**Written exercise A:**
According to the text on Mahalanobis-Taguchi criteria selection, how many educational institutions were included in the case study?
**Written exercise B:**
Extend the text on Mahalanobis-Taguchi criteria selection past its final sentence.

**Text:**
###

Mahalanobis-Taguchi System-based criteria selection for strategy formulation: a case in a training institution

Abstract

The increasing complexity of decision making in a severely dynamic competitive environment of the universe has urged the wise managers to have relevant strategic plans for their firms. Strategy is not formulated from one criterion but from multiple criteria in environmental scanning, and often, considering all of them is not possible. A list of criteria utilizing Delphi was selected by consultation with company experts. By reviewing the literature and strategy experts’ proposals, the list is then classified into five categories, namely, human resource, equipment, market, supply chain, and rules. Since all the criteria may not be necessary for the decision process, as they are eliminated in the early stage traditionally, it is important to identify the prime set of criteria, which is a subset of the original criteria and affects decision making. Utilizing these criteria, a Mahalanobis-Taguchi System-based tool was developed to facilitate the selection of a prime set of criteria, which is a subset of the original criteria for ensuring that only ineffective subcriteria are eliminated and the conditions are prepared for relevant strategy formulation. Mahalanobis distance was used for making a measurement scale to distinguish ineffective subcriteria from significant criteria in the environmental scanning stage. The principles of the Taguchi method were used for screening the important criteria in the system and generate the prime set of criteria for each category. One can use these criteria within each category instead of all criteria for the identification of a suitable institution in training. To validate the proposed approach, a case study has been conducted for 38 educational institutions in Iran. The results demonstrated the usefulness of the proposed approach.

Introduction

Strategy formulation is sometimes referred to as determining where you are now, where you plan to go, and finally how to get there. It consists of performing a situation analysis, self-evaluation, and competitor analysis in both inside and outside of the organization while setting the objectives concurrent with the assessment. Strategy formulation is the process of developing long-term goals for an effective management of environmental factors. Strategy formulation consists of two basic components: one is situation analysis which is the process of finding a strategic fit between external opportunities and internal strengths while working around external threats and internal weaknesses, and the other component is developing strategies based on goals. Many approaches and techniques can be used to analyze strategic cases in the process of strategic management (Dincer 2004).

###

**Data section:**
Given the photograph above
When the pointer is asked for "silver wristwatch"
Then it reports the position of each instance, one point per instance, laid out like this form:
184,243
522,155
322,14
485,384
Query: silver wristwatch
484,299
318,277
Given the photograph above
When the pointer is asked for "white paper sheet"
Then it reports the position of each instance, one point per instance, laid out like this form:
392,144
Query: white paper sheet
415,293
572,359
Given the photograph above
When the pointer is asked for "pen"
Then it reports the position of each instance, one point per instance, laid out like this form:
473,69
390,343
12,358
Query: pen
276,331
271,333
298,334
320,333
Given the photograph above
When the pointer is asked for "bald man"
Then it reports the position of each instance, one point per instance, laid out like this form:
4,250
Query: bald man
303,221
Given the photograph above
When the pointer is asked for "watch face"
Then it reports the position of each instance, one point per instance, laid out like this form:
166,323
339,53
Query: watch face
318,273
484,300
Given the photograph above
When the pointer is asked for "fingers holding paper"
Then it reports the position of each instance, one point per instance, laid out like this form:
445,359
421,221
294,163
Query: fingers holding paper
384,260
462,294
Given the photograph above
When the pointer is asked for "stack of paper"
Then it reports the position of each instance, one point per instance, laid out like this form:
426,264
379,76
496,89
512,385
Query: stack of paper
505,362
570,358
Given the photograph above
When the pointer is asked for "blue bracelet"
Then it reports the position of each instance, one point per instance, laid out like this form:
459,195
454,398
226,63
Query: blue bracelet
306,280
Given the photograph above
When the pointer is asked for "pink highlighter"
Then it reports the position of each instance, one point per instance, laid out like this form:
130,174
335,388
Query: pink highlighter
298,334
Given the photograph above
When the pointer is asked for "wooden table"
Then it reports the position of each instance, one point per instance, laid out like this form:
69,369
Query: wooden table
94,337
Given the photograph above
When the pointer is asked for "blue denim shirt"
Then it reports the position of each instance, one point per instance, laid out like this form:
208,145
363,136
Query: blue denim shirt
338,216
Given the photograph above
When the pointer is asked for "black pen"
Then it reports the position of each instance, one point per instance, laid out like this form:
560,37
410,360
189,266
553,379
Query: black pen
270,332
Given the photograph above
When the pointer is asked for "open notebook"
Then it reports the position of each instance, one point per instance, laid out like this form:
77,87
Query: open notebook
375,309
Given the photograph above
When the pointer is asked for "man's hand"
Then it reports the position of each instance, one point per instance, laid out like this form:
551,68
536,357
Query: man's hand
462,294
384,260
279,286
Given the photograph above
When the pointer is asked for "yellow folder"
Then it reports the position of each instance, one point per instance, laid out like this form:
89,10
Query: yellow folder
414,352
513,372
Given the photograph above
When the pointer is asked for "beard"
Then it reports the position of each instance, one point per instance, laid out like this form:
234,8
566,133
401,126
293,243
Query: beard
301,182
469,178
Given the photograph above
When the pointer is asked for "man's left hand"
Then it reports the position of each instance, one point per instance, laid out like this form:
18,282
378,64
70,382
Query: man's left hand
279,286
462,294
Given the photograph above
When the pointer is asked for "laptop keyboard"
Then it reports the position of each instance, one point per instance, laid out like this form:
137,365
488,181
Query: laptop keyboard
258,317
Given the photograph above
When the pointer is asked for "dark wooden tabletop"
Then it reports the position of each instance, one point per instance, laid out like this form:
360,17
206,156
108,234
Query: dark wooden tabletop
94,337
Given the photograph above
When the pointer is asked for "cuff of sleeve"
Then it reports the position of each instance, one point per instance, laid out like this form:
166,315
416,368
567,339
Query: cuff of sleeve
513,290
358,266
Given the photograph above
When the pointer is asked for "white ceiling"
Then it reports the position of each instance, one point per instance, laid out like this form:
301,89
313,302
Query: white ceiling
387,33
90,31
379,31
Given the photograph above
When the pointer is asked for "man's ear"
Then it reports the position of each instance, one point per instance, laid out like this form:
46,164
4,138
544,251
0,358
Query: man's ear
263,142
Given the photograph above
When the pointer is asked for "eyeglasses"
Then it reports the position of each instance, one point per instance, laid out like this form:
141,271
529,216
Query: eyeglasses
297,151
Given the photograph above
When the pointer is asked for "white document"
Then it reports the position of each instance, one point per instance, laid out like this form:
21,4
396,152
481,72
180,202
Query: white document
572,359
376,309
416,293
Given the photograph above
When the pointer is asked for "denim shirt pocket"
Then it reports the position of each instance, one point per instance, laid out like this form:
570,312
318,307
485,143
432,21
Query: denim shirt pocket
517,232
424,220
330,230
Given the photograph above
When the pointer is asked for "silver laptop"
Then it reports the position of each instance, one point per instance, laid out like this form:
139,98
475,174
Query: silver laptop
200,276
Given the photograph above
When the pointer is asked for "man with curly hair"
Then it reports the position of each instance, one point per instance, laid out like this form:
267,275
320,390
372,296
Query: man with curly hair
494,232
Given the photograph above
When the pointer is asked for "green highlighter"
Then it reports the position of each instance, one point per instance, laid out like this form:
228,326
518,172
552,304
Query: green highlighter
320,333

###

**Result A:**
38 educational institutions in Iran.

**Result B:**
Among several existing approaches, strengths, weaknesses, opportunities, and threats (SWOT) analysis, evaluating each of the indicated terms in an organization, is the most acclaimed (Hill and Westbrook 1997). SWOT analysis is the most significant part of strategic formulation. By identifying the strengths, weaknesses, opportunities, and threats, the organization can build strategies upon its strengths, eliminate its weaknesses, and exploit its opportunities or utilize them to encounter the threats. The strengths and weaknesses are considered as an internal organization environment appraisal, while the opportunities and threats are considered as an external organization environment appraisal (Dyson 2004).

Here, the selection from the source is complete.